▸ **Short task**: Copy the records word for word, but only the stretch from the line that contains "the yellow hatched" through the line that contains "<point>538,867</point>", both of those lines included.

▸ **Record extracts**:
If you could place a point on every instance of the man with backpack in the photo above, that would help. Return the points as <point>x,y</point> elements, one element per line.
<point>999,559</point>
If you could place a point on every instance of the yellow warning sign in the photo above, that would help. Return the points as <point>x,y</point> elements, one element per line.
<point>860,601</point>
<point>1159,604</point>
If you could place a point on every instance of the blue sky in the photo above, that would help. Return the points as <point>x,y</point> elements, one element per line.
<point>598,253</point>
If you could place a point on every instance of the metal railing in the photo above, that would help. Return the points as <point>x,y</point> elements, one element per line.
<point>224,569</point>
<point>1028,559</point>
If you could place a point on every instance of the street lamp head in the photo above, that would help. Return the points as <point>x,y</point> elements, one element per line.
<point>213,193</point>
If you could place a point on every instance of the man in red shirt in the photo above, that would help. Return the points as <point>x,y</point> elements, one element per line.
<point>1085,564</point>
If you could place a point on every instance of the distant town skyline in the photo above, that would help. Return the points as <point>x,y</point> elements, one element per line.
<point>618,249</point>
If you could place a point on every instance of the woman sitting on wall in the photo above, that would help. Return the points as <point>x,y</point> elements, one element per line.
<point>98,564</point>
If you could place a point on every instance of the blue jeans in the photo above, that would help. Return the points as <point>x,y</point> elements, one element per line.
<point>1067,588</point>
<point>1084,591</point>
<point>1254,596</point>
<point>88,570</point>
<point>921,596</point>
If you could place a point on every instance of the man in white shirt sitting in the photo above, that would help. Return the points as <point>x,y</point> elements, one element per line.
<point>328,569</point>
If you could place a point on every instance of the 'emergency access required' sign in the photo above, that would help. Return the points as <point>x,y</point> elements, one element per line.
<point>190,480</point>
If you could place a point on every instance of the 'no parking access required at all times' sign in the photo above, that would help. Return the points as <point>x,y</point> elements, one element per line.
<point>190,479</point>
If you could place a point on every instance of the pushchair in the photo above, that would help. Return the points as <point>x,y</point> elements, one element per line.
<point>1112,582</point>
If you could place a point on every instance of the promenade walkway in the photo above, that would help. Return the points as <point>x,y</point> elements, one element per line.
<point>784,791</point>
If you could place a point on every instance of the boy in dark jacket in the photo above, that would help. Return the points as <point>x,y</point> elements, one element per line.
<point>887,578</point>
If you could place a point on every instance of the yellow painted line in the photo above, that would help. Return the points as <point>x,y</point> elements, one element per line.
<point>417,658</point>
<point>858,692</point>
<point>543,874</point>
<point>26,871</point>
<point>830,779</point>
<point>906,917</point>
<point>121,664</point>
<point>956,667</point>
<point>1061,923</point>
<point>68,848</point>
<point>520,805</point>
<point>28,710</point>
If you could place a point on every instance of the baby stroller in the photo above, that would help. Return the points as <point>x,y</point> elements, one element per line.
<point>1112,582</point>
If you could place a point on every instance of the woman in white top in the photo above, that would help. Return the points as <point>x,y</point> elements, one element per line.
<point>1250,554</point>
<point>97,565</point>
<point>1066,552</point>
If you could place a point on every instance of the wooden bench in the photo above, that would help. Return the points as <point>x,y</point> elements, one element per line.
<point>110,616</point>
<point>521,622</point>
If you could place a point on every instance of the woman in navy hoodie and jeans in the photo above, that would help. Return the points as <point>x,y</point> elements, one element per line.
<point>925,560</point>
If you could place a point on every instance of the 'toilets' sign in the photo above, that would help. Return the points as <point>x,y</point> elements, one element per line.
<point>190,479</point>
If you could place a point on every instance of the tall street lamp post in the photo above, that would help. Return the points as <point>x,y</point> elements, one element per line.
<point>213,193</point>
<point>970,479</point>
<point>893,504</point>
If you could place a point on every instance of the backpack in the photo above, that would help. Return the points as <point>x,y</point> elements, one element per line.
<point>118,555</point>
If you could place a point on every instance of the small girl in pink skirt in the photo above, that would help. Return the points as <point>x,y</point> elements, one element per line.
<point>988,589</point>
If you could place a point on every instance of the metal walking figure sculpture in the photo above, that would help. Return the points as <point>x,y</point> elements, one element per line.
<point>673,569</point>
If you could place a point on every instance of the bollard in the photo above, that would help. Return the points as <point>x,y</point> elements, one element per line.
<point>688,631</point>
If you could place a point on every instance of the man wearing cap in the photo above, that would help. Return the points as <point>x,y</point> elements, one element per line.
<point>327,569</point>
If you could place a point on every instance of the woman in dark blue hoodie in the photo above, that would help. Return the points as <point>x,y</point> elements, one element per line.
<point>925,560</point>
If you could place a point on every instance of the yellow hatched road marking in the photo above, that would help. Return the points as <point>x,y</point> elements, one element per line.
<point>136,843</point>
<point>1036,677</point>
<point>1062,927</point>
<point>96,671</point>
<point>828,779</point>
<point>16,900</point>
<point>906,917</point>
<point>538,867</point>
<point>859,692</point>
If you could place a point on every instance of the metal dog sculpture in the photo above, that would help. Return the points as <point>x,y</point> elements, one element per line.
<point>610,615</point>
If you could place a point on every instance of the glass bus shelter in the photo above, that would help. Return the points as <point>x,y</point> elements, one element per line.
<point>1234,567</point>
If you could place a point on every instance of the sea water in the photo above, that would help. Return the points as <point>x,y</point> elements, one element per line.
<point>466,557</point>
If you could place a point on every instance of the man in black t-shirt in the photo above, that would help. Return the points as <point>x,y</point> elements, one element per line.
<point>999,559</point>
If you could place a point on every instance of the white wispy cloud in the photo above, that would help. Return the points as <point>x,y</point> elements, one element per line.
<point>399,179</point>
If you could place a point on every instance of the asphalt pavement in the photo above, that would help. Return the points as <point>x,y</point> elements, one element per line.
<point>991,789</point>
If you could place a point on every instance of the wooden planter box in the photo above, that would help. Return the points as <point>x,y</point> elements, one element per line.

▸ **Solution**:
If you could place a point on every instance of the yellow hatched road marking in the photo above, that would help. Return the points as <point>x,y</point> elements, one element per line.
<point>136,843</point>
<point>1036,677</point>
<point>1062,927</point>
<point>96,671</point>
<point>828,779</point>
<point>16,900</point>
<point>906,917</point>
<point>538,867</point>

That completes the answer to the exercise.